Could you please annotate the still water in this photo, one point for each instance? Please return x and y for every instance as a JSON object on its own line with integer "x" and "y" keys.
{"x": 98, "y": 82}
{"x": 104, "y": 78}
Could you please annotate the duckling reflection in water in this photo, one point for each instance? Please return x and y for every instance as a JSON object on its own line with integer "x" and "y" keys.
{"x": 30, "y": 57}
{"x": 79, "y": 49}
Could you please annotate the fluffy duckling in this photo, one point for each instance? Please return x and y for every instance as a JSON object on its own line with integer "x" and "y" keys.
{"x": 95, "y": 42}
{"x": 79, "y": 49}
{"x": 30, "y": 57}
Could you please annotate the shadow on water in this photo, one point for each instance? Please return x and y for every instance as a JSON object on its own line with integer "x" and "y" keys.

--

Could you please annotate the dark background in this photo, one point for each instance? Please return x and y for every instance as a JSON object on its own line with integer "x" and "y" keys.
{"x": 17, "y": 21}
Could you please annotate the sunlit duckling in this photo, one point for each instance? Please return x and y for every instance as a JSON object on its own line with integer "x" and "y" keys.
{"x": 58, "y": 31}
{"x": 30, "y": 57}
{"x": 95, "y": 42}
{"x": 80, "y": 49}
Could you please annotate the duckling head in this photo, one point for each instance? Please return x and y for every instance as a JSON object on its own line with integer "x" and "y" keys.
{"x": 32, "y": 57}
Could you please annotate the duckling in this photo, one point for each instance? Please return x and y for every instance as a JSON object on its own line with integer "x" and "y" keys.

--

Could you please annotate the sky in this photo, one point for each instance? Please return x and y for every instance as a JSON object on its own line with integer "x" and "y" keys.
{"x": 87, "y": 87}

Exercise prompt: The stretch of entries above that starts with the line containing "Could you please annotate the fluffy" and goes on through the line containing "Could you please annotate the shadow" is to be transcribed exactly, and no other line is to be transcribed.

Result of this exercise:
Could you please annotate the fluffy duckling in this photo, one point for each instance? Please return x and y for every instance as a JSON object on its own line with integer "x" and "y" keys.
{"x": 95, "y": 42}
{"x": 79, "y": 49}
{"x": 30, "y": 57}
Could you please annotate the shadow on water in this photo, one point for each instance? Please return x and y for every instance as a JSON object on its own line with integer "x" and "y" keys.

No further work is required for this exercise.